*Problem description*
Return the records in full, exactly as given.

*Dataset extract*
────

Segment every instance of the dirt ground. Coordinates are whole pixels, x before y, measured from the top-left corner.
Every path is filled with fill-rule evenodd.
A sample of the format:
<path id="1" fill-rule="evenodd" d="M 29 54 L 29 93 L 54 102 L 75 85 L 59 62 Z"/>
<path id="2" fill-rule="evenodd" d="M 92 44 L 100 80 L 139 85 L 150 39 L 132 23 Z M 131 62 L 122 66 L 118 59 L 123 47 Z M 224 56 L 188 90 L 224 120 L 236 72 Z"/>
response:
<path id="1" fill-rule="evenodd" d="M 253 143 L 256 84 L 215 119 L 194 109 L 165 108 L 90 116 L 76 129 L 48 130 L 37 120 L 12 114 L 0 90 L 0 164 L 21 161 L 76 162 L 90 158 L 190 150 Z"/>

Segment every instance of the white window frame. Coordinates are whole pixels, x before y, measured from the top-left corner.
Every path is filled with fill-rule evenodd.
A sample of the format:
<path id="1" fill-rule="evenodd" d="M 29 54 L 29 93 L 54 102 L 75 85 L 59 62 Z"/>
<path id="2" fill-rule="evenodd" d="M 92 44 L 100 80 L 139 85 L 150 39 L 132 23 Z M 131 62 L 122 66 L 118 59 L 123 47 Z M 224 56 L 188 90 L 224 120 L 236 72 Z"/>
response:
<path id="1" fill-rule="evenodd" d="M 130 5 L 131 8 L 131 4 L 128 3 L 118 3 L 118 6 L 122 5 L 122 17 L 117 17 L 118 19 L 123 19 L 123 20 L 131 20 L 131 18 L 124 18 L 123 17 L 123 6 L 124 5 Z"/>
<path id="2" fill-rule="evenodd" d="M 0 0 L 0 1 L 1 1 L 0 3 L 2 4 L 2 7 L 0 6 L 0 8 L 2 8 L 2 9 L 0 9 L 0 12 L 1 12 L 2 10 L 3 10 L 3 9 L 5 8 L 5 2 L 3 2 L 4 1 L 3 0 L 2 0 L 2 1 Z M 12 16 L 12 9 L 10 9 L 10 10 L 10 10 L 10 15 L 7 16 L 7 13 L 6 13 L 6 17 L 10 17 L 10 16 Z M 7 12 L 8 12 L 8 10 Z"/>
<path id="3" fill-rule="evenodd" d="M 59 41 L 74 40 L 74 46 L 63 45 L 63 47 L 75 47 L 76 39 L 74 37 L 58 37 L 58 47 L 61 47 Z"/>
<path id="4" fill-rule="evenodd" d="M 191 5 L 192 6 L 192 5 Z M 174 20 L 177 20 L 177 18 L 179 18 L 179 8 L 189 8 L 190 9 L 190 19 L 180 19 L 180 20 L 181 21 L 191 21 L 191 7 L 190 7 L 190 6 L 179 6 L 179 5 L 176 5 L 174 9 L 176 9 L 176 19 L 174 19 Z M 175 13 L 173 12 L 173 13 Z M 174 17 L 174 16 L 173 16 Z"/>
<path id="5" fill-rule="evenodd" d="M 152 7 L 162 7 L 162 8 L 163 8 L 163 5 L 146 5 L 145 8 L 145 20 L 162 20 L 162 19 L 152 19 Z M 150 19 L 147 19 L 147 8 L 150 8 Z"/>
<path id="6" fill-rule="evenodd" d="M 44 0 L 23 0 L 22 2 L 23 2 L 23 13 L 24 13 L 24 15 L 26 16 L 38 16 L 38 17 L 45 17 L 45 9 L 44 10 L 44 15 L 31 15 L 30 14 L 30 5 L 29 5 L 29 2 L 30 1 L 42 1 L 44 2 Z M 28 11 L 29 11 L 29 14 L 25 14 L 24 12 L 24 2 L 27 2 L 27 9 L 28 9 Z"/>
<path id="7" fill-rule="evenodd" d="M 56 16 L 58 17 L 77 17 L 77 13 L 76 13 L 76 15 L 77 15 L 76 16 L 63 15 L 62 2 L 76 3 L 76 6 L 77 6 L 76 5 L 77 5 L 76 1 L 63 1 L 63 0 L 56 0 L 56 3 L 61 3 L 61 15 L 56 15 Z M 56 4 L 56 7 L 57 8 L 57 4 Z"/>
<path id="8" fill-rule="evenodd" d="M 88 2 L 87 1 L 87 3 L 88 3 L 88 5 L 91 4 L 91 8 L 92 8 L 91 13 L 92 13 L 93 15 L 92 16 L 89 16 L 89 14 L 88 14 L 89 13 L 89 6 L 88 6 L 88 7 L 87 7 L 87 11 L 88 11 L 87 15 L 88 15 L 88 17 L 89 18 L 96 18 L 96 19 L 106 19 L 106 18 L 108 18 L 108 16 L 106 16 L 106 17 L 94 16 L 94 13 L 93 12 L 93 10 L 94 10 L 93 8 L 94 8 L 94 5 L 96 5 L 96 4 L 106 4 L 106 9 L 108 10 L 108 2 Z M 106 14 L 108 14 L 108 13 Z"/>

────

*Response*
Segment every instance of the dirt ground. Coordinates are whole pixels, x before y, measured from the top-left corner.
Every path is filled with fill-rule evenodd.
A sample of the format:
<path id="1" fill-rule="evenodd" d="M 29 54 L 29 93 L 54 102 L 75 85 L 59 62 Z"/>
<path id="2" fill-rule="evenodd" d="M 92 44 L 100 80 L 139 85 L 150 39 L 132 23 Z M 131 62 L 122 66 L 118 59 L 123 47 Z M 224 56 L 188 90 L 224 120 L 236 72 Z"/>
response:
<path id="1" fill-rule="evenodd" d="M 253 143 L 256 84 L 215 119 L 194 109 L 165 108 L 90 116 L 76 129 L 48 130 L 37 120 L 12 114 L 0 90 L 0 164 L 21 161 L 76 162 L 90 158 L 190 150 Z"/>

Segment every instance of the white window frame. Coordinates are whole pixels, x before y, measured from the top-left corner.
Every path is filled with fill-rule evenodd.
A sample of the format:
<path id="1" fill-rule="evenodd" d="M 29 54 L 29 93 L 54 102 L 75 85 L 59 62 Z"/>
<path id="2" fill-rule="evenodd" d="M 92 44 L 100 80 L 139 85 L 150 39 L 132 23 Z M 131 62 L 122 66 L 118 59 L 123 47 Z M 224 56 L 188 90 L 224 120 L 236 72 Z"/>
response:
<path id="1" fill-rule="evenodd" d="M 130 5 L 131 8 L 131 4 L 128 3 L 118 3 L 118 6 L 122 5 L 122 17 L 117 17 L 118 19 L 123 19 L 123 20 L 131 20 L 131 18 L 124 18 L 123 17 L 123 6 L 124 5 Z"/>
<path id="2" fill-rule="evenodd" d="M 0 0 L 0 1 L 1 1 L 0 3 L 2 4 L 2 7 L 0 6 L 0 8 L 2 8 L 2 9 L 0 9 L 0 12 L 1 12 L 2 10 L 3 10 L 3 9 L 5 8 L 5 2 L 3 2 L 4 1 L 3 0 L 2 0 L 2 1 Z M 12 16 L 12 9 L 10 9 L 10 10 L 10 10 L 10 15 L 7 16 L 7 13 L 6 13 L 6 17 L 10 17 L 10 16 Z M 7 12 L 8 12 L 8 10 Z"/>
<path id="3" fill-rule="evenodd" d="M 59 41 L 74 40 L 74 46 L 63 45 L 63 47 L 75 47 L 76 39 L 74 37 L 58 37 L 58 47 L 61 47 Z"/>
<path id="4" fill-rule="evenodd" d="M 191 5 L 192 6 L 192 5 Z M 174 20 L 177 20 L 177 18 L 179 18 L 179 8 L 189 8 L 190 9 L 190 19 L 180 19 L 180 20 L 181 21 L 191 21 L 191 7 L 190 7 L 190 6 L 179 6 L 179 5 L 176 5 L 174 9 L 176 9 L 176 19 L 174 19 Z M 175 13 L 173 12 L 173 13 Z M 174 17 L 174 16 L 173 16 Z"/>
<path id="5" fill-rule="evenodd" d="M 152 7 L 162 7 L 162 8 L 163 8 L 163 5 L 146 5 L 145 8 L 145 20 L 162 20 L 162 19 L 152 19 Z M 150 19 L 147 19 L 147 8 L 150 8 Z"/>
<path id="6" fill-rule="evenodd" d="M 44 0 L 23 0 L 22 2 L 23 2 L 23 13 L 24 13 L 24 15 L 26 16 L 38 16 L 38 17 L 45 17 L 45 9 L 44 10 L 44 15 L 31 15 L 30 14 L 30 5 L 29 5 L 29 2 L 30 1 L 42 1 L 44 2 Z M 28 11 L 29 11 L 29 14 L 25 14 L 24 12 L 24 2 L 27 2 L 27 9 L 28 9 Z"/>
<path id="7" fill-rule="evenodd" d="M 56 16 L 58 17 L 77 17 L 77 13 L 76 13 L 76 15 L 77 15 L 76 16 L 63 15 L 62 2 L 76 3 L 76 6 L 77 6 L 76 5 L 77 5 L 76 1 L 63 1 L 63 0 L 56 0 L 56 3 L 61 3 L 61 15 L 56 15 Z M 56 4 L 56 7 L 57 8 L 57 4 Z"/>
<path id="8" fill-rule="evenodd" d="M 88 2 L 87 1 L 87 3 L 88 3 L 88 5 L 91 4 L 91 8 L 92 8 L 91 13 L 92 13 L 93 15 L 92 16 L 89 16 L 89 14 L 88 14 L 89 13 L 89 6 L 88 6 L 88 7 L 87 7 L 87 11 L 88 11 L 87 15 L 88 15 L 88 17 L 89 18 L 96 18 L 96 19 L 106 19 L 106 18 L 108 18 L 108 16 L 106 16 L 106 17 L 94 16 L 94 13 L 93 12 L 93 10 L 94 10 L 93 8 L 94 8 L 94 5 L 96 5 L 96 4 L 106 4 L 106 9 L 108 10 L 108 2 Z M 106 14 L 108 14 L 108 13 Z"/>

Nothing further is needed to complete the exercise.